**Page**
* * * * *

MME-initiated detach can be further divided into explicit detach and implicit detach. In case of explicit detach, MME notifies UE of its intent to detach in advance by sending a Detach Request message, and informs the UE whether it has to attach the network again or not after detach. In case of implicit detach, however, the MME initiates detach procedures without notification (i.e. without sending a Detach Request message) because the UE is not capable of communicating with the MME. MME can initiate:

 

i) Explicit Detach

  • for an operator’s O&M (Operation & Maintenance) purposes
  • if re-authentication fails
  • if it cannot provide the resources allocated to a user

ii) Implicit Detach

  • if it is not able to communicate with a user because of poor radio link quality (e.g. radio link failure)

3) Detach Case 3: HSS-initiated Detach

HSS can initiate detach:

  • if the user profile provisioned in HSS is changed, and thus the one saved in MME also has to be changed
  • if an operator is trying to restrict access by an illegal UE (e.g. a stolen device) to its network

The next three chapters (III, IV and V) describe different detach procedures required in the three detach cases mentioned above. In all three cases, it is assumed a user is in EMM-Registered, ECM-Connected and RRC-Connected state before detach, and services are provided through the default EPS bearer only. Figure 1 illustrates what connections are established, and in what state UE and MME are in user/control planes before and after detach. Before detach, a default EPS bearer and its related control connections are established, and the user is in EMM-Registered, ECM-Connected and RRC-Connected. Then, after detach, the default EPS bearer and all the signaling connections are released, and the user enters EMM-Deregistered, ECM-Idle and RRC-Idle state.

* * * * *

**Dataset extract**
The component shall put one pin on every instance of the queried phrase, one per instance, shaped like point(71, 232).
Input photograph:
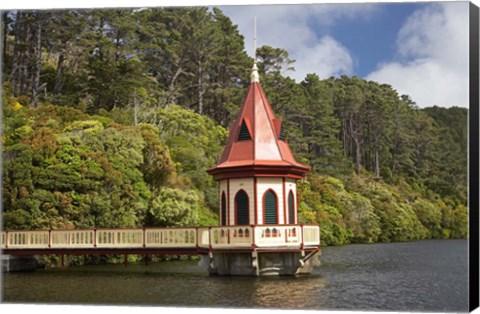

* * * * *

**Short task**
Summarize the passage on detach procedures in two sentences. The data plays no part here.

**Solution to the exercise**
The MME can initiate detach explicitly, sending the UE a Detach Request for O&M purposes, after failed re-authentication, or when it cannot provide a user's allocated resources, or implicitly without notice when it cannot communicate with the UE, while the HSS can initiate detach when a user profile changes or to restrict access by an illegal UE. In each case the user is assumed to start in EMM-Registered, ECM-Connected and RRC-Connected state with only a default EPS bearer, and after detach that bearer and all signaling connections are released and the user enters EMM-Deregistered, ECM-Idle and RRC-Idle state.